Pointing dataset excerpts:
━━━━━━━━
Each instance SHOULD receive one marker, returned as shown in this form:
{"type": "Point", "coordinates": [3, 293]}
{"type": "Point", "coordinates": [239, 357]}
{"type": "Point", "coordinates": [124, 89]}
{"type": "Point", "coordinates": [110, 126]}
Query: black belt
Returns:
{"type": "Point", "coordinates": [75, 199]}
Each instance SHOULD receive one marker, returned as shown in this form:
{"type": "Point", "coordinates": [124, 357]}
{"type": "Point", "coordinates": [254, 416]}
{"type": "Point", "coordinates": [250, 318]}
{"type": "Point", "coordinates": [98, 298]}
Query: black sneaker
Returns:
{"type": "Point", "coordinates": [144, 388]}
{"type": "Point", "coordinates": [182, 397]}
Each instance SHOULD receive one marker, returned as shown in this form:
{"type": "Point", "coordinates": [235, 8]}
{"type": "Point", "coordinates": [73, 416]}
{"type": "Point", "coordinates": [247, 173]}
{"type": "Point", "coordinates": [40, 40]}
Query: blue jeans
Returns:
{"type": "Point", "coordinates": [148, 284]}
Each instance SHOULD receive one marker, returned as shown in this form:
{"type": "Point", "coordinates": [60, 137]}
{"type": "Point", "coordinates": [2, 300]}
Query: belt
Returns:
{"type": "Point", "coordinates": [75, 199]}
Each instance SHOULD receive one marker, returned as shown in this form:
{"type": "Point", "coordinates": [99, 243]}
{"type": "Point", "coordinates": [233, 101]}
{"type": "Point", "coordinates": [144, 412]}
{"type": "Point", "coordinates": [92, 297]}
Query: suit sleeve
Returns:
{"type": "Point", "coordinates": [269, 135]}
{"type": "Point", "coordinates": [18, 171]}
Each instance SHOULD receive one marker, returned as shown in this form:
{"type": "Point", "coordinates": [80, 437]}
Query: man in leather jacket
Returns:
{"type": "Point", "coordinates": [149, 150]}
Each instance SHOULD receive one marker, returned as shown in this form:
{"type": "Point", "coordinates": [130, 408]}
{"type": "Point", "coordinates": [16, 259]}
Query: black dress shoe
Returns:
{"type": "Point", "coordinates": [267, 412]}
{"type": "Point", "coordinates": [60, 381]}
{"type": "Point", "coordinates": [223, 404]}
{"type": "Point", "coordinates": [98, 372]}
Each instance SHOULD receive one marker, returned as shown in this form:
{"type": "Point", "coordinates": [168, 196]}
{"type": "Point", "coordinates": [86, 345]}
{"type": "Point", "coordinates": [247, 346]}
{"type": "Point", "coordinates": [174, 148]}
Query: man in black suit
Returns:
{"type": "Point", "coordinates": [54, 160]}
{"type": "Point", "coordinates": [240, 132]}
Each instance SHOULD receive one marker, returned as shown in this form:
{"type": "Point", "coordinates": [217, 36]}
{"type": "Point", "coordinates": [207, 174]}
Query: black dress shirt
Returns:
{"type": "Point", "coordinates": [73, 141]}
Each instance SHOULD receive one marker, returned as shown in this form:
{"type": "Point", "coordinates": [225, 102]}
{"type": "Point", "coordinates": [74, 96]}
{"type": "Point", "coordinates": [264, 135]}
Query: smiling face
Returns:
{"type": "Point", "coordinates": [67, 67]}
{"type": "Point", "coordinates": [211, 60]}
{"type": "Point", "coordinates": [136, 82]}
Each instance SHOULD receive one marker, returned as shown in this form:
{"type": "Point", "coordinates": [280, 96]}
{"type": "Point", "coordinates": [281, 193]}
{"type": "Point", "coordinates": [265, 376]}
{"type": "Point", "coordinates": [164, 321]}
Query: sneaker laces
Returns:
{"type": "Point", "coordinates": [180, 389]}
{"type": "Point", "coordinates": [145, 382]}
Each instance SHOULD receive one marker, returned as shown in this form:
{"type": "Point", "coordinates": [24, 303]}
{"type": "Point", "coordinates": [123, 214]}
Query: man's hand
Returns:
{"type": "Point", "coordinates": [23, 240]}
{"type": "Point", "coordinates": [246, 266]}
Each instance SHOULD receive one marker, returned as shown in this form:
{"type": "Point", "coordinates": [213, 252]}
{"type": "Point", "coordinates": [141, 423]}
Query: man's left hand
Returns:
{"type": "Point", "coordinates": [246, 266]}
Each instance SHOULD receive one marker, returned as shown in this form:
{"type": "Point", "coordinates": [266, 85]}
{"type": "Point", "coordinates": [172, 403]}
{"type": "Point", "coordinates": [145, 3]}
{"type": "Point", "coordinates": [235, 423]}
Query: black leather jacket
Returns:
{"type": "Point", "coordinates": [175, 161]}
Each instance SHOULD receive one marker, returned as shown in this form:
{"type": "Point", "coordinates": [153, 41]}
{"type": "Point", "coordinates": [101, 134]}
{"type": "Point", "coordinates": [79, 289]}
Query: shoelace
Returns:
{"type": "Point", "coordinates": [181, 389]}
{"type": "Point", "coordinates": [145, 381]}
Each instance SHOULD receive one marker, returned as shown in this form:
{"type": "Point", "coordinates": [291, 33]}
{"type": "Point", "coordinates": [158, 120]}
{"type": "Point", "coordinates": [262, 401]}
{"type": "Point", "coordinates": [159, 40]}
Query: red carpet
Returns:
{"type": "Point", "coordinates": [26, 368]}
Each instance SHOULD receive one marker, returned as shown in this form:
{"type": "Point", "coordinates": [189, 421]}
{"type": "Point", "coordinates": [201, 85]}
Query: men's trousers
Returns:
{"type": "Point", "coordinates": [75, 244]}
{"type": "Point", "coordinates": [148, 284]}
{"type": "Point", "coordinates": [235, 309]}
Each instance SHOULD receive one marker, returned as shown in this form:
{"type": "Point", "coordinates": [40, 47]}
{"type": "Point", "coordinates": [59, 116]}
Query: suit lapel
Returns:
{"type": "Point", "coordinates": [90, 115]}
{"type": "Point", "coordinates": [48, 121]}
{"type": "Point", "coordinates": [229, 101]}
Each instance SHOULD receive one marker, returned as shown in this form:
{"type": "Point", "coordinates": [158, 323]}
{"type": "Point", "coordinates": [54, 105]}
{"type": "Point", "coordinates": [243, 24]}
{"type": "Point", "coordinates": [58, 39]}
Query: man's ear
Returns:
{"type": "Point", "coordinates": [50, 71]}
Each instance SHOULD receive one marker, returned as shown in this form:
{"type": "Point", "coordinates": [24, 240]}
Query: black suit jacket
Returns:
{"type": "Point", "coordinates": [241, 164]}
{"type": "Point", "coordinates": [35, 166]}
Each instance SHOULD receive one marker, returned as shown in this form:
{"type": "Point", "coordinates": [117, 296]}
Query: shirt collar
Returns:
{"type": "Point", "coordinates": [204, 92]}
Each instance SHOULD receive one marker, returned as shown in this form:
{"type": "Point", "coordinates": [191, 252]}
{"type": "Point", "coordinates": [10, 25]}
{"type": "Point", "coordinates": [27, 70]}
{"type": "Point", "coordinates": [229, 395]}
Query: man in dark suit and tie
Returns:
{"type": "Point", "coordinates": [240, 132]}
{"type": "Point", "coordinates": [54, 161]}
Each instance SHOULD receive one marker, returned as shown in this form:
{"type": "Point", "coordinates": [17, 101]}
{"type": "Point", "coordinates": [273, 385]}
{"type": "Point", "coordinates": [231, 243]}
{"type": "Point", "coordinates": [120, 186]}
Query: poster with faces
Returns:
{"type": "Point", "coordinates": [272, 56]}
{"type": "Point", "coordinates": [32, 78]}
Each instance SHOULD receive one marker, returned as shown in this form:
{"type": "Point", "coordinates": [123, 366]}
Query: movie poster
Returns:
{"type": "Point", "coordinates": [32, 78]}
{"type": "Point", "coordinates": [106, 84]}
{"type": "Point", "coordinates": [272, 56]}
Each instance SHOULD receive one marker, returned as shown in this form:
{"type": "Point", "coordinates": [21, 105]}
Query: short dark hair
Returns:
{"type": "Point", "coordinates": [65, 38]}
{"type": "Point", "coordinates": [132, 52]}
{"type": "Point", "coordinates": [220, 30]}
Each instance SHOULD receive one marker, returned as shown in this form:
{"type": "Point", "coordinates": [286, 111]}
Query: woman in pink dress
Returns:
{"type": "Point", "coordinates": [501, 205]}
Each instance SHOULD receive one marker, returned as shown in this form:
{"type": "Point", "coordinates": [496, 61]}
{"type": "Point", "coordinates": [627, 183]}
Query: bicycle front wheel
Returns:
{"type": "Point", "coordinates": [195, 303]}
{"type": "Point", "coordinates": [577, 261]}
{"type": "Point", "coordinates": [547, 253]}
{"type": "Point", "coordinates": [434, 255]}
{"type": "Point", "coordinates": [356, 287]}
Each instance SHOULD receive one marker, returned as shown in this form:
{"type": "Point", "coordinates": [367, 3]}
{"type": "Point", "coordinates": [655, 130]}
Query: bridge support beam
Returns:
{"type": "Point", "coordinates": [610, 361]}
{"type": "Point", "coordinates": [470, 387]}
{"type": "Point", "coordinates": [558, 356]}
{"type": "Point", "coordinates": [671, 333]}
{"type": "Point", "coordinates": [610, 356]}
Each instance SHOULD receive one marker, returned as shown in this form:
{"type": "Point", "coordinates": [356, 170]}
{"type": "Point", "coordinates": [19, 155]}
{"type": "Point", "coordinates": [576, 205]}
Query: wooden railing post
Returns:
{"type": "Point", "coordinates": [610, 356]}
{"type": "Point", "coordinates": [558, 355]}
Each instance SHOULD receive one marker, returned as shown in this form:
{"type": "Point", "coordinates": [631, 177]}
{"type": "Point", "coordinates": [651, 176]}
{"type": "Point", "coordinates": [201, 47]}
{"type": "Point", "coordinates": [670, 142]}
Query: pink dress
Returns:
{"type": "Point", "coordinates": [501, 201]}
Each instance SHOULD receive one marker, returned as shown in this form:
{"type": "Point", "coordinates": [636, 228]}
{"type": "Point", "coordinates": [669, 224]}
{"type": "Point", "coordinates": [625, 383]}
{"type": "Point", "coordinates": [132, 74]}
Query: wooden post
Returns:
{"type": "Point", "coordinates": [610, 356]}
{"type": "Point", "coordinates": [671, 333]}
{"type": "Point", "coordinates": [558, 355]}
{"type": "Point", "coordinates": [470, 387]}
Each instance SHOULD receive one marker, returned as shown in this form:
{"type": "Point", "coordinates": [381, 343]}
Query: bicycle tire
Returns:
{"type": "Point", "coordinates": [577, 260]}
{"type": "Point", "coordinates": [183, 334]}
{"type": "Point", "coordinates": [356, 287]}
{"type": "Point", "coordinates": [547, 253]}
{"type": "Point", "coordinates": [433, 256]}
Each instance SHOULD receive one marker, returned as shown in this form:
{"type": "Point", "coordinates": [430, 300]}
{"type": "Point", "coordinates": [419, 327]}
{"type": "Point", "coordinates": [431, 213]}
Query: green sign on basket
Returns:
━━━━━━━━
Filter the items above down to every line that contains the word "dress", copying each such line. Case counts.

# RESPONSE:
Query: black dress shoe
Query: black dress shirt
Query: woman in pink dress
Query: pink dress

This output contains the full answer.